**Texte de l'exercice**

◇ ◇ ◇ ◇ ◇ ◇ ◇

Cette énigme, consubstantielle à l’œuvre d’art, un mouvement, le plus souvent infime, semble l’établir au sein d’une confrontation qu’il lui appartient d’apaiser. Elle en est à la fois le point d’équilibre (en cela que sans elle, le tableau ne tiendrai pas) et le foyer. Plus l’équilibre est précaire, menacé, et plus l’œuvre résonne et rayonne. Ainsi, lorsque la lumière tend à prendre le pas sur l’obscurité – une lumière qui révèle sans épuiser, qui déploie sans disperser, dans l’Ouvert rilkéen (si l’on entend par là « le lieu où la mort et la vie coexistent » – 23). Garache, dans sa peinture aussi bien que dans ses estampes, éprouve cette dualité et trouve le point où l’apaisement permettra le surgissement de l’être.

◇ ◇ ◇ ◇ ◇ ◇ ◇

**Contenu des données**

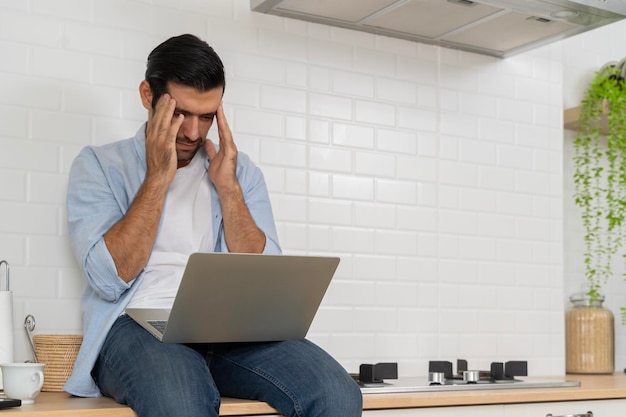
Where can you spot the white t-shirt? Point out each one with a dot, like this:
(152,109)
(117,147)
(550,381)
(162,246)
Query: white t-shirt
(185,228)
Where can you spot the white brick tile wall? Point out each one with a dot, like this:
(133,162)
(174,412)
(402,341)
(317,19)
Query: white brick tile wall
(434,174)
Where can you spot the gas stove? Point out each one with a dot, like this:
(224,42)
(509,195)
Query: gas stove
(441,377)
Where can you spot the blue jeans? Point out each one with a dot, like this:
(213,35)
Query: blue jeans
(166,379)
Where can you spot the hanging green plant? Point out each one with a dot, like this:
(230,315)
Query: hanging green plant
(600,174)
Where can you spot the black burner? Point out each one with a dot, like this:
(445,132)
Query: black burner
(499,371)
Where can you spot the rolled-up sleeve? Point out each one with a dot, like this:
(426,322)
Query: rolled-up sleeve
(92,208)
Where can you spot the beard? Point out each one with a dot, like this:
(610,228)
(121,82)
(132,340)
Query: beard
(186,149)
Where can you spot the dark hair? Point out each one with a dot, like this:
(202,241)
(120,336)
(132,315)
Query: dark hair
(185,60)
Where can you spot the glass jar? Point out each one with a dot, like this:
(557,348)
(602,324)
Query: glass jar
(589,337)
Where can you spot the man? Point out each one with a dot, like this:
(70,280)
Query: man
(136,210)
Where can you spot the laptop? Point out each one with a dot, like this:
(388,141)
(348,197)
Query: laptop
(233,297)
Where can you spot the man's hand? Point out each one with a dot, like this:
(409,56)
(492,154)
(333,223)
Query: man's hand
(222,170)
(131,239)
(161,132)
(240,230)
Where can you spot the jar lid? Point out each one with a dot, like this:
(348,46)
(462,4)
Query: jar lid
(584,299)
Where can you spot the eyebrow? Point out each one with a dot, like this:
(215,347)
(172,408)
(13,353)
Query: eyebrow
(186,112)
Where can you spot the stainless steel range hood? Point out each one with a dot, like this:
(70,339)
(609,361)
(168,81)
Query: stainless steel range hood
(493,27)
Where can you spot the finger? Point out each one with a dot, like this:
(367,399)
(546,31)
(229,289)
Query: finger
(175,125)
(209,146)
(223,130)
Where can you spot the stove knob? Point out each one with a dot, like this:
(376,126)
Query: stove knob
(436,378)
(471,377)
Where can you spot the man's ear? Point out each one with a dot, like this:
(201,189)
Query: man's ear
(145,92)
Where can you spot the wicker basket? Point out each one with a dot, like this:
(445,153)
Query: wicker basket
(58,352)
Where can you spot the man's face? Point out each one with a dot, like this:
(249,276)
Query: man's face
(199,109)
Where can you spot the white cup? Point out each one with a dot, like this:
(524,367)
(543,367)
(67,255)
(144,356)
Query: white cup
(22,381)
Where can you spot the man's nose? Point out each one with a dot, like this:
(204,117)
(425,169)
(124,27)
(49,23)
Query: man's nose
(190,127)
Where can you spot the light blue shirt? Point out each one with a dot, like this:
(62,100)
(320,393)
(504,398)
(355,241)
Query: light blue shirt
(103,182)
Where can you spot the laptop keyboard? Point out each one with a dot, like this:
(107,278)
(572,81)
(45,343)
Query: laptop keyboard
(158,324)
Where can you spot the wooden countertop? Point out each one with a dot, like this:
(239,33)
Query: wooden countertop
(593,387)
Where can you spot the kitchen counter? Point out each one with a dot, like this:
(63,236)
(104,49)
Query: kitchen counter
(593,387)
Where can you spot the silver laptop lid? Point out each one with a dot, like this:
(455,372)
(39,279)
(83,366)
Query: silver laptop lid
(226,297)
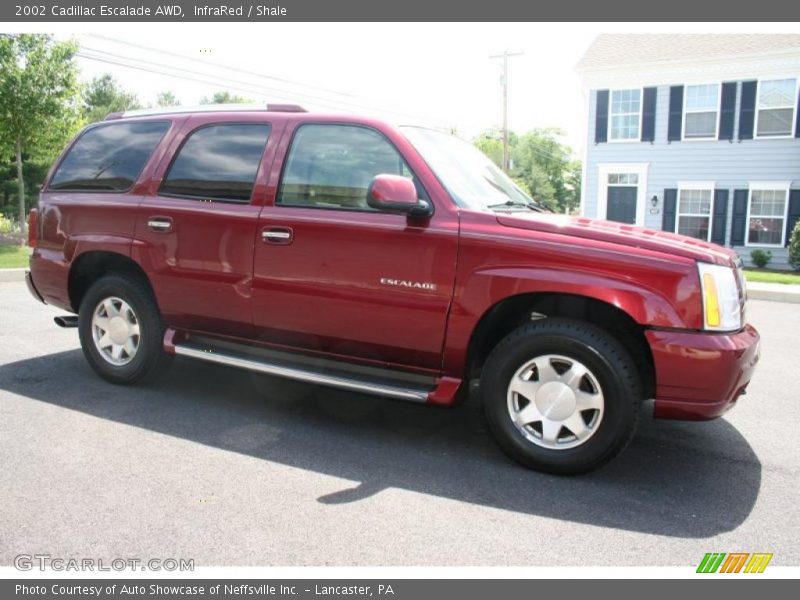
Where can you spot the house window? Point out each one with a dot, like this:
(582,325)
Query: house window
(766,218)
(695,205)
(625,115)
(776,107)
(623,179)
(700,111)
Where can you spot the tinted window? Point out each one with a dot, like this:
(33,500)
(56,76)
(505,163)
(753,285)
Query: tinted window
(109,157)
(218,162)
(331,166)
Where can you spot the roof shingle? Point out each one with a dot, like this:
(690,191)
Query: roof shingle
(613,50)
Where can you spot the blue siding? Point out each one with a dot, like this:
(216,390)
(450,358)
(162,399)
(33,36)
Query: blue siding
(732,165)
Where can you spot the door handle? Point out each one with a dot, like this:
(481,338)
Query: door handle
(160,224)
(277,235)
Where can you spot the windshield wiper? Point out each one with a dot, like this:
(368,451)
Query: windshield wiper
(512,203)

◇ ◇ ◇ ◇ ◇ ◇ ◇

**Votre tâche**
Recopiez, s'il vous plaît, le texte de l'exercice en entier, sans rien y changer. Le matériel qui suit le texte de l'exercice provient d'une autre source.

**Votre solution**
Cette énigme, consubstantielle à l’œuvre d’art, un mouvement, le plus souvent infime, semble l’établir au sein d’une confrontation qu’il lui appartient d’apaiser. Elle en est à la fois le point d’équilibre (en cela que sans elle, le tableau ne tiendrai pas) et le foyer. Plus l’équilibre est précaire, menacé, et plus l’œuvre résonne et rayonne. Ainsi, lorsque la lumière tend à prendre le pas sur l’obscurité – une lumière qui révèle sans épuiser, qui déploie sans disperser, dans l’Ouvert rilkéen (si l’on entend par là « le lieu où la mort et la vie coexistent » – 23). Garache, dans sa peinture aussi bien que dans ses estampes, éprouve cette dualité et trouve le point où l’apaisement permettra le surgissement de l’être.